(Pointing records)

** START **

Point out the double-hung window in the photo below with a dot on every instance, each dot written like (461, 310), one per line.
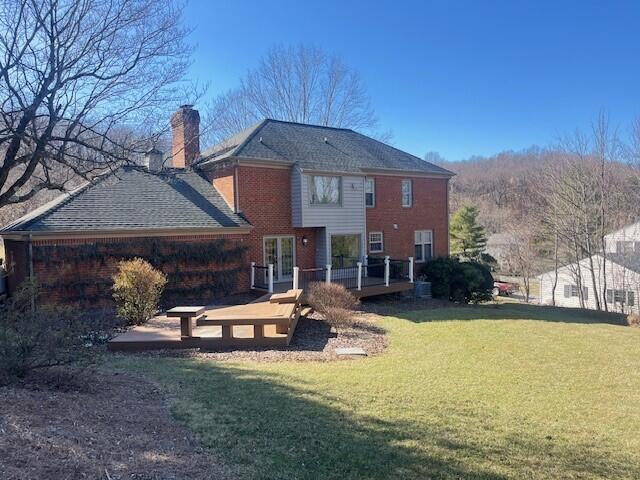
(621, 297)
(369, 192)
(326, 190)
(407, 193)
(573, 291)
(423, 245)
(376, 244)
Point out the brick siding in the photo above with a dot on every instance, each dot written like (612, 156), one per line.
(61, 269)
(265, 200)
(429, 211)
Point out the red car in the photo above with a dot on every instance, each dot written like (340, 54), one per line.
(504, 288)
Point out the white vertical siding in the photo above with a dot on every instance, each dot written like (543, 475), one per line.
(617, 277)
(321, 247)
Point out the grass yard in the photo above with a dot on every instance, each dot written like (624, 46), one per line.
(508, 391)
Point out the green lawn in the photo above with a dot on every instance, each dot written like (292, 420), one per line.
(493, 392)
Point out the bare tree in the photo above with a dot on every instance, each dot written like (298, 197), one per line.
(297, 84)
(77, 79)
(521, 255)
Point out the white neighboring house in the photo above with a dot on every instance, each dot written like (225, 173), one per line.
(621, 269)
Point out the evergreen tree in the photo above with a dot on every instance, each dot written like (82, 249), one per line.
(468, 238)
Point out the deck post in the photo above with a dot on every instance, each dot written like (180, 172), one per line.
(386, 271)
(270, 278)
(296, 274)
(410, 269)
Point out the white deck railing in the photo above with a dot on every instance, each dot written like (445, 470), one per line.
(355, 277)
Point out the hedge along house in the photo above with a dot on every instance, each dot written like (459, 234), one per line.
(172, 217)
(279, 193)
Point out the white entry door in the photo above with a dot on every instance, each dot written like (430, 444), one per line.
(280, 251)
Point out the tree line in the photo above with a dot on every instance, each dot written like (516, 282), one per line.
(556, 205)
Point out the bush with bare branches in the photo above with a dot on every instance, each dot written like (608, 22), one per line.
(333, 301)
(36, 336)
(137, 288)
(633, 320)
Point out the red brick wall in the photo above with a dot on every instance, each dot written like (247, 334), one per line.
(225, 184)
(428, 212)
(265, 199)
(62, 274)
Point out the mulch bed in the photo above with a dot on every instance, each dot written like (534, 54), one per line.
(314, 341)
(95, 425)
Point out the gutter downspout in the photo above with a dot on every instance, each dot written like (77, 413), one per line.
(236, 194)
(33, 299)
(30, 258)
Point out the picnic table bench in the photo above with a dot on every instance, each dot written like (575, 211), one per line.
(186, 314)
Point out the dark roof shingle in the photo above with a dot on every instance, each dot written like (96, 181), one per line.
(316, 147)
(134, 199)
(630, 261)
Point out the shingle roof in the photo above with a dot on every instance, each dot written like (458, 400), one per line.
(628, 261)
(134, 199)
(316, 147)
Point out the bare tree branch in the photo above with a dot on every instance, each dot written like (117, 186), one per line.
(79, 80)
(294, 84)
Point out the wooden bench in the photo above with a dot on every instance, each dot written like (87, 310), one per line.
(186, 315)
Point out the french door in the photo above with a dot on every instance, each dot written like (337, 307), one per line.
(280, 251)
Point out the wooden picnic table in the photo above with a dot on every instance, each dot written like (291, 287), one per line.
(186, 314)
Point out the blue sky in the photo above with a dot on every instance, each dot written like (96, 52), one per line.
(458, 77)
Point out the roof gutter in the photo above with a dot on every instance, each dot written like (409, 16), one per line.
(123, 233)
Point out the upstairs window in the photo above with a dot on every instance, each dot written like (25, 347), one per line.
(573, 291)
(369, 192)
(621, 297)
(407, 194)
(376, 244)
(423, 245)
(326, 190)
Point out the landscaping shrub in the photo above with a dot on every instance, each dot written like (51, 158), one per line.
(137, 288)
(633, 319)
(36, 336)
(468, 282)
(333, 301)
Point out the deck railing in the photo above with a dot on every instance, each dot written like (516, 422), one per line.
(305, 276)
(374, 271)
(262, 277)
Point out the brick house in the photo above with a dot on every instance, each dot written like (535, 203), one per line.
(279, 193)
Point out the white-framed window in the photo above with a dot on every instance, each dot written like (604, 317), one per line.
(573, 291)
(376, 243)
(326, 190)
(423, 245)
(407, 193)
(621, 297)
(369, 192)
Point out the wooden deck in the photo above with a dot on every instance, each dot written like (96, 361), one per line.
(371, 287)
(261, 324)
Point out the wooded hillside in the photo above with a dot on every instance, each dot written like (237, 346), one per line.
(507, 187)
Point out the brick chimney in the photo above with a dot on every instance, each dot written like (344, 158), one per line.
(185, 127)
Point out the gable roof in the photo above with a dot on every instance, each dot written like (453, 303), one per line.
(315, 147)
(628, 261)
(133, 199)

** END **
** START **

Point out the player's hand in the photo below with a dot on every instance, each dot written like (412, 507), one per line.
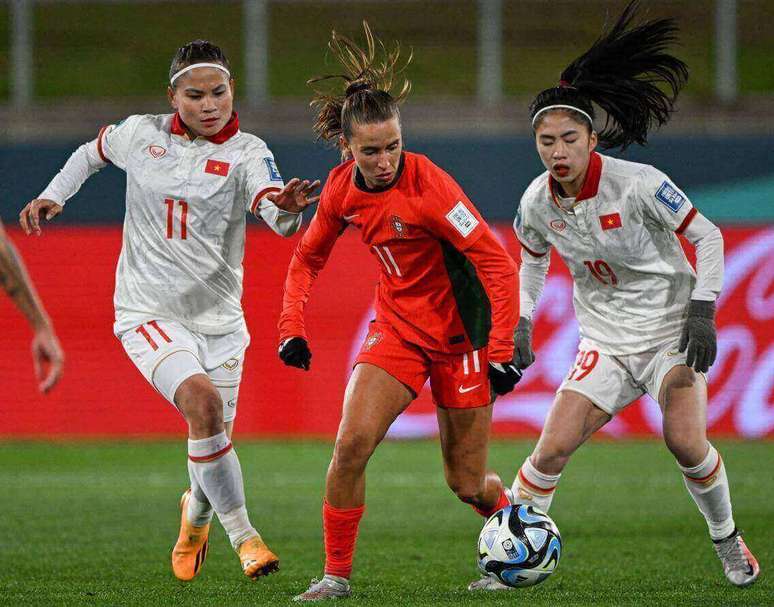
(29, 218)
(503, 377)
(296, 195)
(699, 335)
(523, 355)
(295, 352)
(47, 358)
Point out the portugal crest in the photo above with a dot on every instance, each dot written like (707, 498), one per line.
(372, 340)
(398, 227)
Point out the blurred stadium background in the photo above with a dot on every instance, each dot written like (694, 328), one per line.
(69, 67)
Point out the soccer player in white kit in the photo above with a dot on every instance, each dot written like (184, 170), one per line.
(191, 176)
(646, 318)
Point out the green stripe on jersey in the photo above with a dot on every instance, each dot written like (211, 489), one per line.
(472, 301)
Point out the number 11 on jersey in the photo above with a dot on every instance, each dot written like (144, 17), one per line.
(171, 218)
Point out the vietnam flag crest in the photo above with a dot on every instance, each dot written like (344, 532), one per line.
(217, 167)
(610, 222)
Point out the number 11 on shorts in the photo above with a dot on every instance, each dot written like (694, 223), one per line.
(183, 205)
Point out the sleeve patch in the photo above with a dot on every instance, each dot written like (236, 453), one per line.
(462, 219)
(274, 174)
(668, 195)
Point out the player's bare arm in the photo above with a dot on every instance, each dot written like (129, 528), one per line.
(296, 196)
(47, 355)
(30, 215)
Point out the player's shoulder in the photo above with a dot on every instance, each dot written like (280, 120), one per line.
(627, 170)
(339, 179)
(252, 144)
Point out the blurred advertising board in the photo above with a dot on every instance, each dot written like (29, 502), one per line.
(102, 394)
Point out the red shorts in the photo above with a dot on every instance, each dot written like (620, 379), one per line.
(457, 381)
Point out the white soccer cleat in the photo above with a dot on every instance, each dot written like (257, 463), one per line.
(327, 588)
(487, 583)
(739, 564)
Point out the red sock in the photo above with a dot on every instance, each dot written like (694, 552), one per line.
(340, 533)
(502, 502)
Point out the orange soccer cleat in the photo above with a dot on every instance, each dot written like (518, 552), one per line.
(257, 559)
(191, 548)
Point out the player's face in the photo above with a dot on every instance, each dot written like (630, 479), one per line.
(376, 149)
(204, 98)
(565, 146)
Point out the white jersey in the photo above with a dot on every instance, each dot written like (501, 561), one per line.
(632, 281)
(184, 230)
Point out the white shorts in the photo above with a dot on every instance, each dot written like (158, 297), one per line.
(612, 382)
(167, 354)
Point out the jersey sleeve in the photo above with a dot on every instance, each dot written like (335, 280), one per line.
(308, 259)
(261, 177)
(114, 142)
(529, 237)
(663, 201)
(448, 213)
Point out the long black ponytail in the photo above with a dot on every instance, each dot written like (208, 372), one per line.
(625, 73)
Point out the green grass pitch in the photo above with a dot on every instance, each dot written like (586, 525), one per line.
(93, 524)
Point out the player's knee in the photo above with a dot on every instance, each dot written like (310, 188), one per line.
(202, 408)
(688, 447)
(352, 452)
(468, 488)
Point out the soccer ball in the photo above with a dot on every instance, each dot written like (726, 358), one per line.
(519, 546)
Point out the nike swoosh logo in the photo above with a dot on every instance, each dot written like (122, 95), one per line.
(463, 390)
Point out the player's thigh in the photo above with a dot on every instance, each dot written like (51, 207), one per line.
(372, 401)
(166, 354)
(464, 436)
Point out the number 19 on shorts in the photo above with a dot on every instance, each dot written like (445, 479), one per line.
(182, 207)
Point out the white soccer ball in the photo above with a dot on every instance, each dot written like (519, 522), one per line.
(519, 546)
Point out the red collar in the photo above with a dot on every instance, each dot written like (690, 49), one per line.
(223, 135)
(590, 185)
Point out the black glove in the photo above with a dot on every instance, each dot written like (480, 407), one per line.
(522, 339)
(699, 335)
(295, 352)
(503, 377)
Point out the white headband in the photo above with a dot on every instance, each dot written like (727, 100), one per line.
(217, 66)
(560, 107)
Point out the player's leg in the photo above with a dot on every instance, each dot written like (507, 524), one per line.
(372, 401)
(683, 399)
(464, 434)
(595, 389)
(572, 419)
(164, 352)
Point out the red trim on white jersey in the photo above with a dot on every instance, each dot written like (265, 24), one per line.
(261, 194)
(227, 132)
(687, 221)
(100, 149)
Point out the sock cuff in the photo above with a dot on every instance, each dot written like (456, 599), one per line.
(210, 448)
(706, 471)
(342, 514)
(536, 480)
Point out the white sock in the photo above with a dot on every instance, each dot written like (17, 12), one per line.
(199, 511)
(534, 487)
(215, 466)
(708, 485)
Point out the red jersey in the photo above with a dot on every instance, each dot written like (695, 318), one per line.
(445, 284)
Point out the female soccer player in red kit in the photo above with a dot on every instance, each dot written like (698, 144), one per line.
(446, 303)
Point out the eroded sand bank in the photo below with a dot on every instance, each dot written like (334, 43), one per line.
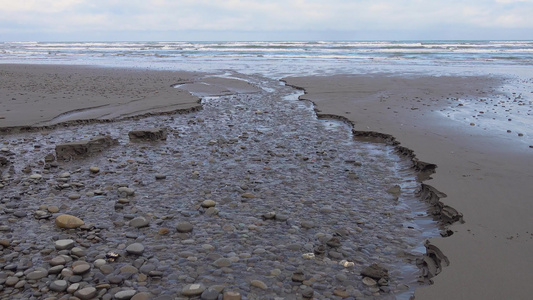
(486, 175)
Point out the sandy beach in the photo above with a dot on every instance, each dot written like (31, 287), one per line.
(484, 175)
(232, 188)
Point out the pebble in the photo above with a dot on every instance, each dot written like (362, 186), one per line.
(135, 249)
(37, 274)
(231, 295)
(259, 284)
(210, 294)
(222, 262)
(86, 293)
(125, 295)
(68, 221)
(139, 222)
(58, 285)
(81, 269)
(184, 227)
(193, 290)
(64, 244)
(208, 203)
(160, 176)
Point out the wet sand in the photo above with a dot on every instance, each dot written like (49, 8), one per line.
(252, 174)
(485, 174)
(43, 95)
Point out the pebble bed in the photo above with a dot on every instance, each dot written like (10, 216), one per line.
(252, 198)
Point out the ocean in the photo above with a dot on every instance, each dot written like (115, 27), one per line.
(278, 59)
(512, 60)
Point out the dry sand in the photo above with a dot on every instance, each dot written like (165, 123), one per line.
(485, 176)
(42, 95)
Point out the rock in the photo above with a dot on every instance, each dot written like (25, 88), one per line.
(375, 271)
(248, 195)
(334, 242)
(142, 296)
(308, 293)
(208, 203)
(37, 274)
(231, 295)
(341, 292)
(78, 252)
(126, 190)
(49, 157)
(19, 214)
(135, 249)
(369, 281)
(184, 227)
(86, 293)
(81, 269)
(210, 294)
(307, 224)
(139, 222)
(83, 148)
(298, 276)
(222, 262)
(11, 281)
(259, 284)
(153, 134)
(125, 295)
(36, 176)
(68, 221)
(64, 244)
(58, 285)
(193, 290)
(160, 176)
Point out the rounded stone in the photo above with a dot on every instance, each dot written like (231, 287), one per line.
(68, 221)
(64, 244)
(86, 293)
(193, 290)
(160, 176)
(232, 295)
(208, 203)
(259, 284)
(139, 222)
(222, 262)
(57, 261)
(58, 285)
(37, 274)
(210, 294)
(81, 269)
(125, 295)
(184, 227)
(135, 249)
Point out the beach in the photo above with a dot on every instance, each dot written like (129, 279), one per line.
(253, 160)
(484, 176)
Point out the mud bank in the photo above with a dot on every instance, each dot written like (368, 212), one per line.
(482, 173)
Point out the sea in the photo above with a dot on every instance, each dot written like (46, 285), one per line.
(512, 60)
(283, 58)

** END **
** START **

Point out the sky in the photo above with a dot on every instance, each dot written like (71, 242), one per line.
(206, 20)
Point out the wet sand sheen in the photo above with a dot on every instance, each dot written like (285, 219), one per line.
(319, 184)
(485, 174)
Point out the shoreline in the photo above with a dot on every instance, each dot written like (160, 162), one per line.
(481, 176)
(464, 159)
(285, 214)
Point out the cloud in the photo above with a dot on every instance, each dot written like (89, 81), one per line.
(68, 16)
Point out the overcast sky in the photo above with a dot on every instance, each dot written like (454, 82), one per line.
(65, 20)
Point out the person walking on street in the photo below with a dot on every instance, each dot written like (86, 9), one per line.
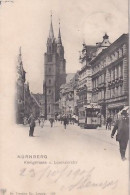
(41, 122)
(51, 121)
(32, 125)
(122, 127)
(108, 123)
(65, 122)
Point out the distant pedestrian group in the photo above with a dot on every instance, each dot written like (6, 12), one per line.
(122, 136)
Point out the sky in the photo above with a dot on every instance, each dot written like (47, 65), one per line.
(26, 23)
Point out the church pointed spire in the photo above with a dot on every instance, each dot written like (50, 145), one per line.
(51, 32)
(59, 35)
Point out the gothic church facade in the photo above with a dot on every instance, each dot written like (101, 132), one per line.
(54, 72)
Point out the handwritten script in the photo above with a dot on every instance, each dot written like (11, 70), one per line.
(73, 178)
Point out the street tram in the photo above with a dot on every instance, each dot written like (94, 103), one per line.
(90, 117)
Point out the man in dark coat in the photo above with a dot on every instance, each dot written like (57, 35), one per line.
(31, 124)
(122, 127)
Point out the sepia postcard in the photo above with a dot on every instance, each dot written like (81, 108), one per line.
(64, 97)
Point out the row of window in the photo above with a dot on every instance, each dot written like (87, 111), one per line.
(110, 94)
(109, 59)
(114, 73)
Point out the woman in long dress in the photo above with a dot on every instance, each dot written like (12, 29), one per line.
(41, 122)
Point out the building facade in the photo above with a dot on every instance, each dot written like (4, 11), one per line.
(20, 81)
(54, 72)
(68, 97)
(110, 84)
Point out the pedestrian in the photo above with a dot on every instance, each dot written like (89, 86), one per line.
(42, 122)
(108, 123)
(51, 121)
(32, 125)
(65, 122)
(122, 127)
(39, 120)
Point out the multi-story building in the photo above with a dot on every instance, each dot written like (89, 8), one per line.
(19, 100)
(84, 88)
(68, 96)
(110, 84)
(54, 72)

** END **

(Work to do) Count how many lines of the records above contain the word "street", and give only that number.

(Answer) 2